═══ PAGE EXTRACT

Skip to main content

Get to Know Security Testing and Evaluation

Learning Objectives

After completing this unit, you’ll be able to:

  • Describe the goals of security testing and evaluation (ST&E).
  • Explain the importance of ST&E.

What Is Security Testing and Evaluation (ST&E)?

Picture this: It’s Tuesday morning, and you sit down at your desk to start work. Your boss calls you into a meeting, and tells you your team needs to evaluate the security of a new system that stores financial data for your customers. You need to come up with a plan to test the system to ensure all customer financial data is encrypted at rest when stored in the system. Can it be done? Of course! How can you be sure? Because you’re an expert security tester and know how to harness the power of the broader evaluation team to verify the system’s security. In this module, you learn more about how to evaluate system security to ensure your customers’ data is protected.

══════
═══ DATASET ENTRIES

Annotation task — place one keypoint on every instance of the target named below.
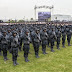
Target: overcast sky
(20, 8)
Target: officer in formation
(14, 47)
(44, 38)
(12, 37)
(26, 42)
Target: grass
(59, 61)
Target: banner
(44, 16)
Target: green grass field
(59, 61)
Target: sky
(24, 9)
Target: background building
(59, 17)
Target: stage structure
(40, 7)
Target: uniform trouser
(26, 50)
(14, 54)
(44, 47)
(4, 49)
(0, 47)
(36, 48)
(48, 42)
(63, 40)
(68, 39)
(9, 46)
(20, 45)
(58, 42)
(52, 44)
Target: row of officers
(12, 41)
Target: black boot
(52, 50)
(4, 58)
(37, 56)
(58, 48)
(63, 46)
(7, 58)
(26, 60)
(14, 63)
(69, 44)
(44, 52)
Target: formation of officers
(13, 36)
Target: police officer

══════

Please reproduce the security testing page word for word, starting at "Skip to main" and ending at "importance of ST&E.". The records come from a different source than the security testing page.

■ EXERCISE OUTPUT
Skip to main content

Get to Know Security Testing and Evaluation

Learning Objectives

After completing this unit, you’ll be able to:

  • Describe the goals of security testing and evaluation (ST&E).
  • Explain the importance of ST&E.